Dataset records
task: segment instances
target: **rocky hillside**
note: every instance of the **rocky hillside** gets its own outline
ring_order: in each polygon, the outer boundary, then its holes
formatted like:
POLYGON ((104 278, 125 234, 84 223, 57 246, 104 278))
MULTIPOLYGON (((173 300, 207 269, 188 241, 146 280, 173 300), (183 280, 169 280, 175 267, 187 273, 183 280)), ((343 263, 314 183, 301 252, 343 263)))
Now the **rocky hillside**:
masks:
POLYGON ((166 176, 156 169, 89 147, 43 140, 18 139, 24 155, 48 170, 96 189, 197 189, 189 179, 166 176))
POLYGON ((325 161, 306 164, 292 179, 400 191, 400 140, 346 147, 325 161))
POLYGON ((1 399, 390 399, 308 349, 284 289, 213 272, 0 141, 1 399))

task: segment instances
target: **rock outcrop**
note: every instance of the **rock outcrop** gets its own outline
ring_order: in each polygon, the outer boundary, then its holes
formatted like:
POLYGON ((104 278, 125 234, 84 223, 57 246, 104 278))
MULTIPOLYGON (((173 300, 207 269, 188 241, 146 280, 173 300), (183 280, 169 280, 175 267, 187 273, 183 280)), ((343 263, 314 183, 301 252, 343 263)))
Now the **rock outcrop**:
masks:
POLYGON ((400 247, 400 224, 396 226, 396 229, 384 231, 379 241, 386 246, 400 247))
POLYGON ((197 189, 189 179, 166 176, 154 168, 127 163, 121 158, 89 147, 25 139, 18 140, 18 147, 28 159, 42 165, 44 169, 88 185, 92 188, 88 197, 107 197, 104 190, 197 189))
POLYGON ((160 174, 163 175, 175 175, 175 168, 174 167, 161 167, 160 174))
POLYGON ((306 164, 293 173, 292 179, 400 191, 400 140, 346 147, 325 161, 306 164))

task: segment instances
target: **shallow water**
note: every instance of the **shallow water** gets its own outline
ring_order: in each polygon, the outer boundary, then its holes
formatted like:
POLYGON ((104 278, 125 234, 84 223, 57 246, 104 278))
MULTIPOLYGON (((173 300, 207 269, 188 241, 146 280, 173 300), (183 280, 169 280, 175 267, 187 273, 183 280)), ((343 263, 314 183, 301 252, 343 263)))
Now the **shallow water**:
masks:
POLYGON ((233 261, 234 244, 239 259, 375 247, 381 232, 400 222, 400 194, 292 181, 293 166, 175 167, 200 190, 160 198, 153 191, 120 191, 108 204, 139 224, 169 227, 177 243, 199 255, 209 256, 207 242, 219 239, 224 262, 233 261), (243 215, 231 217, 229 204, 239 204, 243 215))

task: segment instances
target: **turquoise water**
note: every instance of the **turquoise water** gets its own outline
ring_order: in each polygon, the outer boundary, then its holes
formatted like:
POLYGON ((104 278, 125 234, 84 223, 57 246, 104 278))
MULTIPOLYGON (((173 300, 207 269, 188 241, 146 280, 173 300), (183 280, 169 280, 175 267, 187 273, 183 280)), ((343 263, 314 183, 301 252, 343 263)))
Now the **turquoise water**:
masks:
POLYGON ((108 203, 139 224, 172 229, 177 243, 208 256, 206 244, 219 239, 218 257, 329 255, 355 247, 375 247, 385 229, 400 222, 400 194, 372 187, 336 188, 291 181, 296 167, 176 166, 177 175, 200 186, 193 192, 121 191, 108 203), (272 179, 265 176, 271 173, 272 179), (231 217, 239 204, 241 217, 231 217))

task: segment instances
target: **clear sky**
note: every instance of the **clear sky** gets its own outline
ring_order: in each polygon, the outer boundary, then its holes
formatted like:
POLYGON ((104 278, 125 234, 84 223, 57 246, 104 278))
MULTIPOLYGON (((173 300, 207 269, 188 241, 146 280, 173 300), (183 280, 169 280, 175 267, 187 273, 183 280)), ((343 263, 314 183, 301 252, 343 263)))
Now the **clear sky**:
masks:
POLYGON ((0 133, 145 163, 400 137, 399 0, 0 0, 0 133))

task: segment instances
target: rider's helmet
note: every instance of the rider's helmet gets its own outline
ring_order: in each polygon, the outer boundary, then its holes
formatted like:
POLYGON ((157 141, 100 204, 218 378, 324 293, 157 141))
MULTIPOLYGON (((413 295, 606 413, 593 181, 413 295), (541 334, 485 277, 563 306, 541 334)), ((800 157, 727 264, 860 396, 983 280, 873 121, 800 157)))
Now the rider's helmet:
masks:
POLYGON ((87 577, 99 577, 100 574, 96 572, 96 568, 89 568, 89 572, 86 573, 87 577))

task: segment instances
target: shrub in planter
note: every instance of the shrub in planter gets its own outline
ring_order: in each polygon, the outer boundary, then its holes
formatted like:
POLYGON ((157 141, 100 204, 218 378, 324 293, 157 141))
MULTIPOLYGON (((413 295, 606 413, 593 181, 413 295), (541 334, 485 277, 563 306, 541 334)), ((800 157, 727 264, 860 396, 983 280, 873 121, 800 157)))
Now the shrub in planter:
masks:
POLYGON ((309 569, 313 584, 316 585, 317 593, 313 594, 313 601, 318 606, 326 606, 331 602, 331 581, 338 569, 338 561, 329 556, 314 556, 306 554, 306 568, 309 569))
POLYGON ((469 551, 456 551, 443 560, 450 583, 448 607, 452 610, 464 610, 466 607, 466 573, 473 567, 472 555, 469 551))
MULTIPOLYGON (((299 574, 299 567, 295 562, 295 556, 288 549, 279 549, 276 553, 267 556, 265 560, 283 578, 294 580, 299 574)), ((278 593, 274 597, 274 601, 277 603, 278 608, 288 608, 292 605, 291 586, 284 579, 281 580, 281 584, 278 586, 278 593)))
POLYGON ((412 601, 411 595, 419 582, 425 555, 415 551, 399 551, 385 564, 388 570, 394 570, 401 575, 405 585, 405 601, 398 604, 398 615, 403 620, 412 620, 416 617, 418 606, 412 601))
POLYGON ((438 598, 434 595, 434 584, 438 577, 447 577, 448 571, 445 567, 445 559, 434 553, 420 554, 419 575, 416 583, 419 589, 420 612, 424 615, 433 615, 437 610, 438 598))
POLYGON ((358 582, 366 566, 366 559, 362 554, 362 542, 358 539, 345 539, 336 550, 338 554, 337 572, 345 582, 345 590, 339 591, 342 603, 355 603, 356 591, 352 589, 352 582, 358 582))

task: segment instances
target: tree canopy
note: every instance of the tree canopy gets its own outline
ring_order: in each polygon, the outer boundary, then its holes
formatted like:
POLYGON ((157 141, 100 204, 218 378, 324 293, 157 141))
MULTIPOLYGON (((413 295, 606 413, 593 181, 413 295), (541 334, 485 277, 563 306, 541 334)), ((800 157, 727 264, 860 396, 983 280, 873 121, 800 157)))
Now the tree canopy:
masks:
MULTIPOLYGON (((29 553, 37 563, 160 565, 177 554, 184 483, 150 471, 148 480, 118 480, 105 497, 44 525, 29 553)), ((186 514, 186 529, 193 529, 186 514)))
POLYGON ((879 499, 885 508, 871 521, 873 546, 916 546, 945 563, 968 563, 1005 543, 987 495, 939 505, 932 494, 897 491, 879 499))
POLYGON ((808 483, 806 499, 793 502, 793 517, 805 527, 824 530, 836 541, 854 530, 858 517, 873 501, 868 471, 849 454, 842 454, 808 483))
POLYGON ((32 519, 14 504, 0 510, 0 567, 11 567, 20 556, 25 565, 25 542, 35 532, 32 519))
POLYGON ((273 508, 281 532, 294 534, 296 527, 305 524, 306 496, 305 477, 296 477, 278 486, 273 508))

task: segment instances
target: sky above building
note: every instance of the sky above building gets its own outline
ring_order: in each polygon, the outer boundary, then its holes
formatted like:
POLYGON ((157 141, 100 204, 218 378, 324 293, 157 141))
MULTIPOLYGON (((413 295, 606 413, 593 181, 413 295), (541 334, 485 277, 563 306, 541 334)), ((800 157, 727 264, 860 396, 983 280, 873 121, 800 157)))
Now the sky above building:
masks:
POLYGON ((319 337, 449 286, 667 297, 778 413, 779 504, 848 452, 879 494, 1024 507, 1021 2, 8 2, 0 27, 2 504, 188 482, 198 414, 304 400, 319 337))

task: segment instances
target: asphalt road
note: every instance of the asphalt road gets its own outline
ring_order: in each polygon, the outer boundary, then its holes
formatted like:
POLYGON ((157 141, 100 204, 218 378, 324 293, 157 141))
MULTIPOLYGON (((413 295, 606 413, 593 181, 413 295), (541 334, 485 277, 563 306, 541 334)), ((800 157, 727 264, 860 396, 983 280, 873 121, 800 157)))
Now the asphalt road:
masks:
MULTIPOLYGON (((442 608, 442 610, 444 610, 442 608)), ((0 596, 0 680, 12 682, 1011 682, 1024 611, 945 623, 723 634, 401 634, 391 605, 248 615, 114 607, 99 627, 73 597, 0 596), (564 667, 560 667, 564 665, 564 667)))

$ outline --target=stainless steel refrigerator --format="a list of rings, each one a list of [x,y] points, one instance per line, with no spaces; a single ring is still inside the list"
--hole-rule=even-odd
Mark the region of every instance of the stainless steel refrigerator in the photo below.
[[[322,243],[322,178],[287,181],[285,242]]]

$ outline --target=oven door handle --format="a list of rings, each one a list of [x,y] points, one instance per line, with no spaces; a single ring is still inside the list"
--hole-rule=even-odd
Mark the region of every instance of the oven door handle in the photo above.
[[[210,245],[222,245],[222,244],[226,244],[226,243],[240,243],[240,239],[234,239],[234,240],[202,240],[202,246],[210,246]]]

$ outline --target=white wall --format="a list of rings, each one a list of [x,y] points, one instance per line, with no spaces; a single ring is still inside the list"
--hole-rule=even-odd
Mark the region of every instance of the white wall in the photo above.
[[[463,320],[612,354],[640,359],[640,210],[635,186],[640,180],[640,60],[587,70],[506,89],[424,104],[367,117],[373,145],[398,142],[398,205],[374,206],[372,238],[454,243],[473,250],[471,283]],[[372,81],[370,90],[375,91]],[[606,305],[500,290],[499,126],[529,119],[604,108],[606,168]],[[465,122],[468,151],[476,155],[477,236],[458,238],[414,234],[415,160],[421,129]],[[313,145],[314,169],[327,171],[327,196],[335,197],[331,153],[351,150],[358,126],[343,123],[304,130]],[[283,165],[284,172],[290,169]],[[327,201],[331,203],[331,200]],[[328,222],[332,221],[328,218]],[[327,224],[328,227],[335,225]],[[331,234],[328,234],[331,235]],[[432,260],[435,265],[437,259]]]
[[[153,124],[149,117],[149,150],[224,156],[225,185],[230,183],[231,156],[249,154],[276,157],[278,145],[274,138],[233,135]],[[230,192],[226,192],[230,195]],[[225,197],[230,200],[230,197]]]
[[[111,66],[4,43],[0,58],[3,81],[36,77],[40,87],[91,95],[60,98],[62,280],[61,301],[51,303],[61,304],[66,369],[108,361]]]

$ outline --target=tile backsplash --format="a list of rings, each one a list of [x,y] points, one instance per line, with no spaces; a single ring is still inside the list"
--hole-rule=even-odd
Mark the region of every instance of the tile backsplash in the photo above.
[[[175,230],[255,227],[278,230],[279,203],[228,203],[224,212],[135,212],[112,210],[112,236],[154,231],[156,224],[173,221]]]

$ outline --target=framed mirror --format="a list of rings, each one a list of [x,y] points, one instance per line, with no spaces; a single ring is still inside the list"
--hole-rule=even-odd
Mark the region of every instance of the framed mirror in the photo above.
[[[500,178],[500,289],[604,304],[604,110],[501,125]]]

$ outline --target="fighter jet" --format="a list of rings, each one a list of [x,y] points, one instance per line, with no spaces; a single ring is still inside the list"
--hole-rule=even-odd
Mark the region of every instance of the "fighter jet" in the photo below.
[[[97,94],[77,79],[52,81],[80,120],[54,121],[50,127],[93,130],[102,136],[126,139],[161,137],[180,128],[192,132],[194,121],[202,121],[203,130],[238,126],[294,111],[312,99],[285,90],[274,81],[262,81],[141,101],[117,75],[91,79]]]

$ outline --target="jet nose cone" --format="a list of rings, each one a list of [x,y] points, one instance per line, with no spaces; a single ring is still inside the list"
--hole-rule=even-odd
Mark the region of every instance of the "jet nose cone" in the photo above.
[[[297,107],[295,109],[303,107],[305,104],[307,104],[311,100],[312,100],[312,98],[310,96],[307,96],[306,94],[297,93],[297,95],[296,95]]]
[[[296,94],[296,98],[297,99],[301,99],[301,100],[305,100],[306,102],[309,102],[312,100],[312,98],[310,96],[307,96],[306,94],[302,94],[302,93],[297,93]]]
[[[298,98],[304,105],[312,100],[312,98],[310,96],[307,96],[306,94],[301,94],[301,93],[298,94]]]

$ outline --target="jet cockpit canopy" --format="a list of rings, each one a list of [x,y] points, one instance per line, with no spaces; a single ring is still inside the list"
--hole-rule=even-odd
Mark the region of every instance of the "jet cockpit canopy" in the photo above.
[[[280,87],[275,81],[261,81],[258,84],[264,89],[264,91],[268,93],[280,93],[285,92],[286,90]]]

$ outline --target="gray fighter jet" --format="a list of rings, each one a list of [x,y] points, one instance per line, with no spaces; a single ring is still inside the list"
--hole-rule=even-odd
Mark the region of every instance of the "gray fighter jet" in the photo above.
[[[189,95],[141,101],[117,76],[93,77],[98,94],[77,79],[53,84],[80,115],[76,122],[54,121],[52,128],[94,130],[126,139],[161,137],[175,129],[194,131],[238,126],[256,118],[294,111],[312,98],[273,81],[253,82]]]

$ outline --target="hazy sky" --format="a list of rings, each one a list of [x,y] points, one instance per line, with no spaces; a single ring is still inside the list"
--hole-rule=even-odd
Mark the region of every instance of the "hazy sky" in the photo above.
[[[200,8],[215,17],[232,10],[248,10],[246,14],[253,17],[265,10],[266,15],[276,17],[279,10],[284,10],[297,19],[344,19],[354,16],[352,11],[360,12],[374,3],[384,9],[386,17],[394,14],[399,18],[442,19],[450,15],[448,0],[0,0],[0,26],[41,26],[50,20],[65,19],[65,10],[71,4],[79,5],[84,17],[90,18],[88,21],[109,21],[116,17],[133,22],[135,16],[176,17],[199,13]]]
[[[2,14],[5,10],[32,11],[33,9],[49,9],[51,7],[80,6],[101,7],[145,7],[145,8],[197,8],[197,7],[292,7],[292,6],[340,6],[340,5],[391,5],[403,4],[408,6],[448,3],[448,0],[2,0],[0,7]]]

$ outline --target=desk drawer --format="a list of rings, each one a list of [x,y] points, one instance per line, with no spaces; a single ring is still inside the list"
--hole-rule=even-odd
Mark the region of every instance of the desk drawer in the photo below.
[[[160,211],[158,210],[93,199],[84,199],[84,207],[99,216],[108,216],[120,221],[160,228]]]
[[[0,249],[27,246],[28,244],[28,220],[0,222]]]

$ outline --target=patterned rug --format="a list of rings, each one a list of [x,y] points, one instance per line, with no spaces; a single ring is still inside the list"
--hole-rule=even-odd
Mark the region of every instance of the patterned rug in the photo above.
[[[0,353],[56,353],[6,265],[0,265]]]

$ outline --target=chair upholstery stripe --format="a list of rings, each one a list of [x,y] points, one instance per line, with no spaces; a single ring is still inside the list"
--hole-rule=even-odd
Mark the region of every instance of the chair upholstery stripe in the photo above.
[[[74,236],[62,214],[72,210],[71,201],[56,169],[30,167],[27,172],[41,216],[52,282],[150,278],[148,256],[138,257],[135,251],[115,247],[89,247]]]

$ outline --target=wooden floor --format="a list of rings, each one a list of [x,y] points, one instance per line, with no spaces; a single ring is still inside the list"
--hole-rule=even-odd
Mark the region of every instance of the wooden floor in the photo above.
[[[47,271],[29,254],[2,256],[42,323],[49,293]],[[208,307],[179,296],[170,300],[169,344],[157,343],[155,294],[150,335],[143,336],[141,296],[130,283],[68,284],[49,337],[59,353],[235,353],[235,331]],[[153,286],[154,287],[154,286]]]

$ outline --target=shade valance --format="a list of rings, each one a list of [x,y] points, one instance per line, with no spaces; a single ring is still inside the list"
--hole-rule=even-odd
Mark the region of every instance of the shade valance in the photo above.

What this task involves ▸
Would you copy out exactly the lines above that start at the one containing "target: rider's helmet" and end at the one containing "Now the shrub", inclusive?

Reply to the task ▸
target: rider's helmet
note: every instance of the rider's helmet gets its own outline
ring_order: in each polygon, the outer boundary, then its holes
formatted like:
POLYGON ((157 141, 100 204, 218 378, 324 293, 157 141))
MULTIPOLYGON (((413 295, 606 413, 593 181, 413 295), (541 334, 485 277, 563 306, 541 334)), ((800 157, 727 264, 860 396, 983 280, 873 121, 800 157)))
Now the rider's helmet:
masks:
POLYGON ((87 577, 99 577, 100 574, 96 572, 96 568, 89 568, 89 572, 86 573, 87 577))

task: segment instances
target: shrub in planter
note: every instance of the shrub in planter gets its own outline
ring_order: in each polygon, the outer boundary, then its holes
formatted like:
POLYGON ((157 141, 100 204, 218 378, 324 293, 157 141))
MULTIPOLYGON (((413 295, 606 413, 593 181, 413 295), (541 334, 485 277, 563 306, 541 334)), ((800 157, 727 264, 860 396, 983 280, 873 121, 800 157)))
Now the shrub in planter:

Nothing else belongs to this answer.